_Given task_. Copy out every line in the data below that contains the string "count".

_Supplied data_.
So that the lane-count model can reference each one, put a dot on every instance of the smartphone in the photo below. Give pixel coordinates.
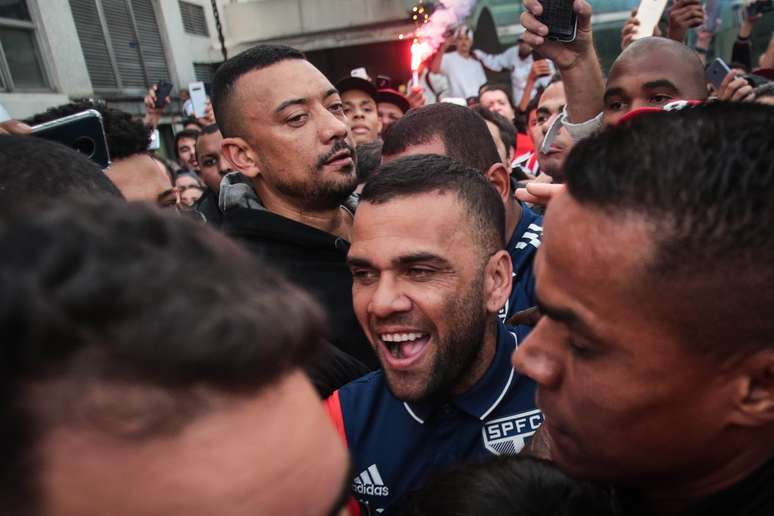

--

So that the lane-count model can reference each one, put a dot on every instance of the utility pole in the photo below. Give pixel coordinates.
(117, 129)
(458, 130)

--

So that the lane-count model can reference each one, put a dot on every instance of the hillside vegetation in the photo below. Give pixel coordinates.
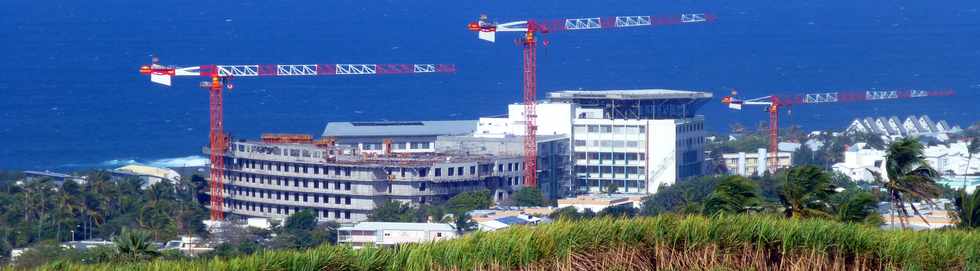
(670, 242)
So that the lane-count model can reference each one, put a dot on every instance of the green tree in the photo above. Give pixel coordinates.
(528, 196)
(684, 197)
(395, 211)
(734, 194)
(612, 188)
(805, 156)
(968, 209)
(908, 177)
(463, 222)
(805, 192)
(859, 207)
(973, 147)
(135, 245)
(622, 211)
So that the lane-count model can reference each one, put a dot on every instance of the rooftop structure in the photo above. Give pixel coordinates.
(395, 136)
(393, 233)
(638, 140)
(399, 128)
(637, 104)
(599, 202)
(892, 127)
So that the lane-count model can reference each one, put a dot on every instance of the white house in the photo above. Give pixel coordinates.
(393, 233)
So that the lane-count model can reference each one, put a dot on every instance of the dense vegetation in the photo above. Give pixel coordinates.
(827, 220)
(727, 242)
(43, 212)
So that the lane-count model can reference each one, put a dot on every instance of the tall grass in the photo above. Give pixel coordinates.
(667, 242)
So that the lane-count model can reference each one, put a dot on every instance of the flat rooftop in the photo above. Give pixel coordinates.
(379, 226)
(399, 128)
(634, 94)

_Final result_.
So that the lane-count model can reference each one, put a dot on every instance of the smartphone in the photo below. Give pixel coordinates.
So that the lane-count model can reference each one, put a dot on every instance of the utility pole in the photo below. Give pixel coordinates.
So that the lane-count model can reference each one, put a dot on every instance of the hillside vegetation in the photo below. Give pixel coordinates.
So that the lane-count model can reference each one, put a dot on every instance of the green tree in the photo above. Give pixel coordinates.
So that the lane-count model can reference each one, put a dot on every instance of the rooftop structure in the photo above. Give pixel coordinates.
So that the lane-count model can reference each one, put a dot on every instance of the white house in the photo above. Give pixel coordinates.
So that the lane-count model can reference each one, put a dot on every instance of the dense vegetation in the photo above. Give pixel coordinates.
So that the lane-count model can reference each one, put a dot on every instance of the tall grass in the photo above. Give pixel coordinates.
So that the lane-count model can reference each one, put a dot on every instance of the flat rooftop in the photo above. Give pixel coordinates.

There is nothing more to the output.